A lei trata ainda de drogas apreendidas, que deverão ser incineradas no máximo 30 dias após a apreensão. Já bens apreendidos poderão ser vendidos e o dinheiro arrecadado deverá ser depositado em conta judicial remunerada. Após sentença condenatória final, será revertido ao Funad (Fundo Nacional Antidrogas).

Bolsonaro vetou, por exemplo, o artigo que definia a composição do Sisnad. Esse era justamente o trecho que incluía formalmente as comunidades terapêuticas acolhedoras no sistema. "O dispositivo proposto define regras de competência, funcionamento e organização de órgãos do Poder Executivo, invadindo a competência privativa do Chefe do Poder Executivo para dispor por decreto sobre tal matéria", cita a razão do veto.

Sobre os vários vetos, o presidente rejeitou ainda o trecho da reinserção social e econômica, que previa uma reserva de 30% das vagas em empresas vencedoras de licitação para obras públicas voltadas para pessoas atendidas pelas políticas sobre drogas.

------------------------------------------------------------

| TAREFAS PROPOSTAS |
A - Responda com base no trecho:
(i) Em no máximo quantos dias após a apreensão as drogas apreendidas devem ser incineradas?
(ii) Qual artigo vetado por Bolsonaro incluía formalmente as comunidades terapêuticas acolhedoras no sistema?
(iii) Que percentual de vagas era reservado no trecho da reinserção social e econômica rejeitado pelo presidente?
B - Diga se cada afirmação está de acordo com o trecho e cite as palavras que decidem a resposta:
(i) O dinheiro obtido com a venda de bens apreendidos deve ir para uma conta judicial remunerada.
(ii) O valor arrecadado é revertido ao Funad antes da sentença condenatória final.
(iii) O presidente manteve a reserva de vagas prevista no trecho da reinserção social e econômica.
C - Copie do trecho, sem nenhuma alteração, a parte que começa em "A lei trata" e termina em "(Fundo Nacional Antidrogas).".

------------------------------------------------------------

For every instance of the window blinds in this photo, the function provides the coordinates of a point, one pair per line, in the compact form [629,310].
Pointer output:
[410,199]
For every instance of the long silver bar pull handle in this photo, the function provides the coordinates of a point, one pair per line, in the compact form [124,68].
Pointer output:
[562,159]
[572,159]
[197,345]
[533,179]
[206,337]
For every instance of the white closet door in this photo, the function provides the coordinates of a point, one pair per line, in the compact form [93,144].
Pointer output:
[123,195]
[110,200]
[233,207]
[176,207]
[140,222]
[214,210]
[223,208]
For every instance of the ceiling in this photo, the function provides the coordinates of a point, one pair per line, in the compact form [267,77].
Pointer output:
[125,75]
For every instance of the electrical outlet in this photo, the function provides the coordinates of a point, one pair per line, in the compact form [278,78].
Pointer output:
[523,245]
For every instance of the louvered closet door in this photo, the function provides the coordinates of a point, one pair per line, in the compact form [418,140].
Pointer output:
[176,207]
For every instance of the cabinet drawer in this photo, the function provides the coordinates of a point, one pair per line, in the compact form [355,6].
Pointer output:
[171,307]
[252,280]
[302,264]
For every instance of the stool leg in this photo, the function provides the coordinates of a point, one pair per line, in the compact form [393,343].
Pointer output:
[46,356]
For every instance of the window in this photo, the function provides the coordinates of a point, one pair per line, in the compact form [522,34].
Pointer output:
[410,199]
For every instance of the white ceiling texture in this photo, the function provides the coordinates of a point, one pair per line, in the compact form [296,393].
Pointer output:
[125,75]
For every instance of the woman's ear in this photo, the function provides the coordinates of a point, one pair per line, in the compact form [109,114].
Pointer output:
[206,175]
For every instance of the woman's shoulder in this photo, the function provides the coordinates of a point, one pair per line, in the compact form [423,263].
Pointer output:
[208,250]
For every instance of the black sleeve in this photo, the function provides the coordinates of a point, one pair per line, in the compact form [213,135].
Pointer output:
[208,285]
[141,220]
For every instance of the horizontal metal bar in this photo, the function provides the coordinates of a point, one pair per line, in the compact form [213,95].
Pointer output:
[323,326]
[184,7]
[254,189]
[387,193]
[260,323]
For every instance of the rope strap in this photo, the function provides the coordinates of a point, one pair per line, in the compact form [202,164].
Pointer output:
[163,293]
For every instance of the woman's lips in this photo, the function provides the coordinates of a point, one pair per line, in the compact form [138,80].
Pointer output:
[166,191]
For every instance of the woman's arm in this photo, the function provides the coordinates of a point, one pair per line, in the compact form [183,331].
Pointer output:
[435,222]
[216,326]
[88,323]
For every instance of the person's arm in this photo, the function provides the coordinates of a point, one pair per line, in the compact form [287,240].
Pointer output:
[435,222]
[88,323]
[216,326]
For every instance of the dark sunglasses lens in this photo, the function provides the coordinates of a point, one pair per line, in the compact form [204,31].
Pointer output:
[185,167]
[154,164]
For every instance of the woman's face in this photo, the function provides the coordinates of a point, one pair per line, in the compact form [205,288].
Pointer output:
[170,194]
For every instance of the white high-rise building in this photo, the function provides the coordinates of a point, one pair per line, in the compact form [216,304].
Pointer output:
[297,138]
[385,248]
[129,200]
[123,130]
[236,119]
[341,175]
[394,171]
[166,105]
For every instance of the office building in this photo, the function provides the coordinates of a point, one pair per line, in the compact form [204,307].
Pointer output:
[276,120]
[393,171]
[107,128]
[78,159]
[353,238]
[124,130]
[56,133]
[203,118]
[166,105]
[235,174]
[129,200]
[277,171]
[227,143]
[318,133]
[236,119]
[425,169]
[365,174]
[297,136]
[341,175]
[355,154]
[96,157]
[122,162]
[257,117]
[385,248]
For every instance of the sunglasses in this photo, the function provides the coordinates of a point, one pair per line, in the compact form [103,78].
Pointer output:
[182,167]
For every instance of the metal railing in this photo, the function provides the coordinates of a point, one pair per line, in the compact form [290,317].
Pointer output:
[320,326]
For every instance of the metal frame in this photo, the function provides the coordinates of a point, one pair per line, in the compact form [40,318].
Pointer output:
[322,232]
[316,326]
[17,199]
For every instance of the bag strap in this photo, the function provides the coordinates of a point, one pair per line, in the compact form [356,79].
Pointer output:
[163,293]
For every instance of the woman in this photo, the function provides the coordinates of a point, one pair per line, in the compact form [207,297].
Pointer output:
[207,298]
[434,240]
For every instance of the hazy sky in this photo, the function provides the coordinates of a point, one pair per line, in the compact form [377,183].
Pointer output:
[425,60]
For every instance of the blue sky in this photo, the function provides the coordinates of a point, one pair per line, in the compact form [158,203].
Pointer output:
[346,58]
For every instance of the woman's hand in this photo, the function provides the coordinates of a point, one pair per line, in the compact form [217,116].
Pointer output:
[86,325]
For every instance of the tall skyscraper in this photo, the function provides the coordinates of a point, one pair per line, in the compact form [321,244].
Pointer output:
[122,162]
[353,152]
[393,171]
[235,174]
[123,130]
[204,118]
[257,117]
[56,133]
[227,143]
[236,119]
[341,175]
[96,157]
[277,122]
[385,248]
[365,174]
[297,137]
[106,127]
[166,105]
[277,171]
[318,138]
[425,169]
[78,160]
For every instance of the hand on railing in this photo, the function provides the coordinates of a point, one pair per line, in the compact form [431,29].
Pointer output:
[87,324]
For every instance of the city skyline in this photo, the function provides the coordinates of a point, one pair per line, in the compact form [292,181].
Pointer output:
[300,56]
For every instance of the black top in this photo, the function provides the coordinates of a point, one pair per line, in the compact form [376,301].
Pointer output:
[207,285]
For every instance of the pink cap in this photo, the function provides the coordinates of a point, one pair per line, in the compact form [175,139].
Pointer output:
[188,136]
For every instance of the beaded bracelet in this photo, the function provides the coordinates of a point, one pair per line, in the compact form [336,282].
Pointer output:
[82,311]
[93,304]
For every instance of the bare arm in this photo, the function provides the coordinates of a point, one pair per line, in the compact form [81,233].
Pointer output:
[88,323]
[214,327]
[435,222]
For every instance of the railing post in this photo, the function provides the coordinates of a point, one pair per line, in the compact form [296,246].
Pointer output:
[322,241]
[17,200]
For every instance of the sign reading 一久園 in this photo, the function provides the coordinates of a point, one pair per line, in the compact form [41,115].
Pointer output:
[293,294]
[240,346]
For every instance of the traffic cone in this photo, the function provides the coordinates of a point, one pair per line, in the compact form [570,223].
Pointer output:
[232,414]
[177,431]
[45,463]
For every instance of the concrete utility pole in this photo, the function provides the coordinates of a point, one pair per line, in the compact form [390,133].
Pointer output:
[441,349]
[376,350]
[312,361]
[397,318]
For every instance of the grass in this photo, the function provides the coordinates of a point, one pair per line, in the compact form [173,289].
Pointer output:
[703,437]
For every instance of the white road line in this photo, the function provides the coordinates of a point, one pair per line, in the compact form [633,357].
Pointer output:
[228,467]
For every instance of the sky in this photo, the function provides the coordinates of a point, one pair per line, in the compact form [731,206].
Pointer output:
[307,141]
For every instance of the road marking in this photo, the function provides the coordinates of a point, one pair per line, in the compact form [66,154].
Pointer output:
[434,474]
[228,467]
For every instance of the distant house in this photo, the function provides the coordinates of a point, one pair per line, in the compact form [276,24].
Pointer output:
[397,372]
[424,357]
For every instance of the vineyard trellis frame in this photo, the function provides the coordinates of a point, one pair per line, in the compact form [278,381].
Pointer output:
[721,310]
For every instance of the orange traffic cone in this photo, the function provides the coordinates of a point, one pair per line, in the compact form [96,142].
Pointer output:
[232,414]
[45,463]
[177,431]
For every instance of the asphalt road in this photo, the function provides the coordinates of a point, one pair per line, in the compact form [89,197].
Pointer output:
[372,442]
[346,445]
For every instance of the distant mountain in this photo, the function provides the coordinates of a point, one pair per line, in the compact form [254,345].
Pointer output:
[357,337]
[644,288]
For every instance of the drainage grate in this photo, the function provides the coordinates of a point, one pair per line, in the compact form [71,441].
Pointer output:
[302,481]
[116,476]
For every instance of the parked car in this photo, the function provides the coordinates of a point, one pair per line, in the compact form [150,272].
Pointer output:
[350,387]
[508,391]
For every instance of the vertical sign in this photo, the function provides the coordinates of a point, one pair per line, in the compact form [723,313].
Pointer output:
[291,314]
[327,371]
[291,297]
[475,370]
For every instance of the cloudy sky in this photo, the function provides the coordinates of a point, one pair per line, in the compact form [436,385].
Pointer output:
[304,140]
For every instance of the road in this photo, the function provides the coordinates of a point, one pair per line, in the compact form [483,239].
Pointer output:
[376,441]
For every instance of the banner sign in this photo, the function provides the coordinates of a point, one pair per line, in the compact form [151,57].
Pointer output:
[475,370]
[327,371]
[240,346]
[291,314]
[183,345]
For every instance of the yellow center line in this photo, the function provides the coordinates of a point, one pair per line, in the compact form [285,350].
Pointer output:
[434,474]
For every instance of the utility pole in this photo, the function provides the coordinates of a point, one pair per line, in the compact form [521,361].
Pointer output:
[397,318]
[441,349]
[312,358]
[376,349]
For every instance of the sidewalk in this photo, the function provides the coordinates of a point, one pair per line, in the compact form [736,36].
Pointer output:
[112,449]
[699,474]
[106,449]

------------------------------------------------------------

| RESPOSTAS DO EXERCÍCIO |
A -
(i) Em no máximo 30 dias após a apreensão.
(ii) O artigo que definia a composição do Sisnad.
(iii) 30% das vagas em empresas vencedoras de licitação para obras públicas.

B -
(i) Sim: "o dinheiro arrecadado deverá ser depositado em conta judicial remunerada".
(ii) Não: "Após sentença condenatória final, será revertido ao Funad".
(iii) Não: "o presidente rejeitou ainda o trecho da reinserção social e econômica".

C -
A lei trata ainda de drogas apreendidas, que deverão ser incineradas no máximo 30 dias após a apreensão. Já bens apreendidos poderão ser vendidos e o dinheiro arrecadado deverá ser depositado em conta judicial remunerada. Após sentença condenatória final, será revertido ao Funad (Fundo Nacional Antidrogas).